Saved data entries:
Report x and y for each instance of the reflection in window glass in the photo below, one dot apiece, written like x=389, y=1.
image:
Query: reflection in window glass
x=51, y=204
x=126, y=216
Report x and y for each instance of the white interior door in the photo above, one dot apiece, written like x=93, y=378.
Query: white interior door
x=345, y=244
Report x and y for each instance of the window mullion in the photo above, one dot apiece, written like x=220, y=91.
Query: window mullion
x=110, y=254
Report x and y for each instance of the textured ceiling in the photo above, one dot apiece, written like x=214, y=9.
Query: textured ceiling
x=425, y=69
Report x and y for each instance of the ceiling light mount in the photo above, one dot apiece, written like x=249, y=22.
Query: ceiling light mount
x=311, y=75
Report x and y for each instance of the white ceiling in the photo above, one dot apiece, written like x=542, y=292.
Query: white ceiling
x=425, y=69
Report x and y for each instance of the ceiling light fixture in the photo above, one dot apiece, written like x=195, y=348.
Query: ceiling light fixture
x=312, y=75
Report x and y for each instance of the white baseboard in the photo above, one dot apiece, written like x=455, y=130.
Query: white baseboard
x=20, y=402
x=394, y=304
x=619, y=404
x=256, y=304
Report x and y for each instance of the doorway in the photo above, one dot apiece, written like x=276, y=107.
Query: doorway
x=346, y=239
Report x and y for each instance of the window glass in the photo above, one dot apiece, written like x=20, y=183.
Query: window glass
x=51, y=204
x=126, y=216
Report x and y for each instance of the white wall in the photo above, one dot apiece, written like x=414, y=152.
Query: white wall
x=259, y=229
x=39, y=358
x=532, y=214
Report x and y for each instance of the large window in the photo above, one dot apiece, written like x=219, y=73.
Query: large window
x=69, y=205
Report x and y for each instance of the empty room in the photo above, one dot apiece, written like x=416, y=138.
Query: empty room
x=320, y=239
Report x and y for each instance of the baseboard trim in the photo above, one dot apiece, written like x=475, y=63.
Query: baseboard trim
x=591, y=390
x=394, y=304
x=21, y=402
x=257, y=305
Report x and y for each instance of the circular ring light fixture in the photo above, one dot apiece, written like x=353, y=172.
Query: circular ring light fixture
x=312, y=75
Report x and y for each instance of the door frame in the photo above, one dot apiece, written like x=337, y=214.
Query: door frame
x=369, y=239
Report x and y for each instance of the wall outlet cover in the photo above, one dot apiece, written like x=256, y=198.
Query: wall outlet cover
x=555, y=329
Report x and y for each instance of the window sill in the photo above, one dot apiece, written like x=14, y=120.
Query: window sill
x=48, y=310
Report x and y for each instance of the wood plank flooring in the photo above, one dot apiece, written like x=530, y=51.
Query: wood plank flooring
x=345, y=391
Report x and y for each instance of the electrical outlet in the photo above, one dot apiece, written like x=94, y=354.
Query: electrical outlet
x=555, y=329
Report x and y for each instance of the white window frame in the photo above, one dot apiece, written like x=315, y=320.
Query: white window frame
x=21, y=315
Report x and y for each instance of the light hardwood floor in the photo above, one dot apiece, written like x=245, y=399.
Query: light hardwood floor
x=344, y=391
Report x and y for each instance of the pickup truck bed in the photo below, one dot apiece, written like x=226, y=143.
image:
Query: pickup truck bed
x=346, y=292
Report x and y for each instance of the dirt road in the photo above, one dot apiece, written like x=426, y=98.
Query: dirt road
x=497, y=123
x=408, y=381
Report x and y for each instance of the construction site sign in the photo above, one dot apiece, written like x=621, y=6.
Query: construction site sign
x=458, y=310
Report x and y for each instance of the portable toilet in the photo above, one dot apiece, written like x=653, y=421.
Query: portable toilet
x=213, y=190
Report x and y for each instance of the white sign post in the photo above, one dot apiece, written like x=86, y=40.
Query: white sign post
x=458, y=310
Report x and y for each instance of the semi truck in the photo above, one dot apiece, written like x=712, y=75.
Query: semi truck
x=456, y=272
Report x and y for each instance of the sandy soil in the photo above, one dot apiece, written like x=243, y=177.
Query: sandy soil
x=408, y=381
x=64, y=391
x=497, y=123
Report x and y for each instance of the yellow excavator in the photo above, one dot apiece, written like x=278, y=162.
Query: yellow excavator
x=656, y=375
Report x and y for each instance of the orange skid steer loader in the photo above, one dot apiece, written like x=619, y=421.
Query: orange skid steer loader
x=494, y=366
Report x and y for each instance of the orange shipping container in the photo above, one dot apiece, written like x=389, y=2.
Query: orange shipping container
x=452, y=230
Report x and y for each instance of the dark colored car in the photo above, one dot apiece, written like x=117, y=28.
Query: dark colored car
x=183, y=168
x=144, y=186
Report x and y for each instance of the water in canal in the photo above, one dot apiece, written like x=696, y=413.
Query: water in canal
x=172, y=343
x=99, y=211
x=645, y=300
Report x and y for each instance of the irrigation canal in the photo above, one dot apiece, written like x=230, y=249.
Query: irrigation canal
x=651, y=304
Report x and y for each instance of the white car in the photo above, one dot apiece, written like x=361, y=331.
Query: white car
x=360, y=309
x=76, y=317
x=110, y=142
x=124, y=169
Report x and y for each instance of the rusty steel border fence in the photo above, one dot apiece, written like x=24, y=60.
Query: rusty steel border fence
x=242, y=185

### [What you have to do]
Update the records by replacing every "one dot apiece" with "one point each" and leaving everything else as it is.

### [Result below]
Report x and y for each instance of the reflection in window glass in the photo below, one point each, written like x=389, y=1.
image:
Query: reflection in window glass
x=51, y=204
x=126, y=216
Report x and y for each instance of the white interior door in the photo above, one point each, written like x=93, y=378.
Query: white interior door
x=345, y=244
Report x and y for each instance of the window mullion in the photo above, one point each, written like x=220, y=91.
Query: window mullion
x=110, y=254
Report x and y for each instance of the textured ceiling in the photo above, one point each, written like x=214, y=9.
Query: textured ceiling
x=425, y=69
Report x and y for each instance of the ceiling light mount in the photo above, one point each, written like x=249, y=22.
Query: ceiling light mount
x=311, y=75
Report x and y for each instance of the white ceiling in the photo above, one point each, written like x=542, y=292.
Query: white ceiling
x=425, y=69
Report x and y for each instance of the ceiling light fixture in the photo above, one point each, written like x=195, y=348.
Query: ceiling light fixture
x=312, y=75
Report x and y for each instance of the white baseboard in the photo above, one point each, written like x=455, y=130.
Query: white baseboard
x=20, y=402
x=394, y=304
x=619, y=404
x=256, y=304
Report x and y for each instance of the doorway in the photo above, one point each, written like x=276, y=107.
Query: doorway
x=346, y=239
Report x and y for each instance of the window glass in the photo above, one point each, written like x=20, y=183.
Query: window glass
x=51, y=204
x=126, y=216
Report x and y for each instance of the white wall in the photo above, one point each, written like x=414, y=152.
Query: white wall
x=259, y=229
x=39, y=358
x=532, y=214
Report x and y for each instance of the large window in the photo above, one point each, written like x=219, y=73.
Query: large window
x=69, y=205
Report x and y for each instance of the empty room in the photo above, one point each, written like x=416, y=138.
Query: empty room
x=320, y=239
Report x and y for each instance of the baseboard trim in the photo above, one point each, written like x=475, y=63.
Query: baseboard trim
x=591, y=390
x=394, y=304
x=21, y=402
x=257, y=305
Report x and y for each instance of the circular ring light fixture in the photo above, one point each, written like x=353, y=172.
Query: circular ring light fixture
x=312, y=75
Report x and y for each instance of the door frame in the photo above, one point each, written like x=337, y=214.
Query: door frame
x=369, y=239
Report x and y for each instance of the wall outlet cover in the photo above, one point each, written like x=256, y=198.
Query: wall outlet cover
x=555, y=329
Report x and y for each instance of the window sill in the photo above, one point each, written like x=14, y=120.
Query: window sill
x=48, y=310
Report x and y for each instance of the wood plank flooring in the photo above, one point each, written like x=530, y=51.
Query: wood plank flooring
x=345, y=391
Report x and y for each instance of the electrical outlet in the photo above, one point each, written like x=94, y=354.
Query: electrical outlet
x=555, y=329
Report x and y for each instance of the white window frame in the photo above, one point each, written like x=315, y=320.
Query: white window frame
x=21, y=315
Report x and y for each instance of the light hardwood floor in the photo above, one point each, written like x=245, y=399.
Query: light hardwood floor
x=344, y=391
Report x and y for each instance of the pickup truck bed in the photo below, one point each, written like x=226, y=143.
image:
Query: pickup truck bed
x=346, y=292
Report x and y for each instance of the dirt road in the photo above, one point each, written like x=426, y=98.
Query: dirt road
x=497, y=123
x=408, y=381
Report x and y for each instance of the construction site sign in the photo above, one point each, written like x=621, y=6.
Query: construction site sign
x=458, y=310
Report x and y for each instance of the portable toilet in the photo above, one point each, written like x=653, y=421.
Query: portable toilet
x=213, y=190
Report x and y for each instance of the white sign post in the photo above, one point each, written like x=86, y=40.
Query: white sign post
x=458, y=310
Report x and y for each instance of the semi truck in the photo above, one point each, written like x=712, y=75.
Query: semi truck
x=456, y=272
Report x and y for each instance of the sandy soil in the photo above, one point each, written like x=243, y=177.
Query: sandy soil
x=408, y=381
x=64, y=391
x=497, y=123
Report x and y for each instance of the yellow excavator in the photo above, one point each, written like x=278, y=162.
Query: yellow excavator
x=656, y=375
Report x and y for each instance of the orange skid steer loader in the photo above, one point each, written like x=619, y=421.
Query: orange skid steer loader
x=494, y=366
Report x and y for each instance of the orange shipping container in the photo above, one point each, written like x=389, y=2.
Query: orange shipping container
x=452, y=230
Report x and y for each instance of the dark colored car in the photo above, one point each, written like x=117, y=28.
Query: dark colored car
x=183, y=168
x=144, y=186
Report x and y for each instance of the water in canal in the photo above, one point each, written like x=696, y=413.
Query: water in canal
x=172, y=343
x=99, y=211
x=645, y=300
Report x and y for each instance of the irrigation canal in the photo above, one point each, written like x=230, y=249.
Query: irrigation canal
x=651, y=304
Report x and y for each instance of the white car in the photo above, one point each, written like x=361, y=331.
Query: white car
x=360, y=309
x=76, y=317
x=110, y=142
x=124, y=169
Report x and y for each instance of the rusty steel border fence in the photo above, one point each, written like x=24, y=60.
Query: rusty steel border fence
x=242, y=185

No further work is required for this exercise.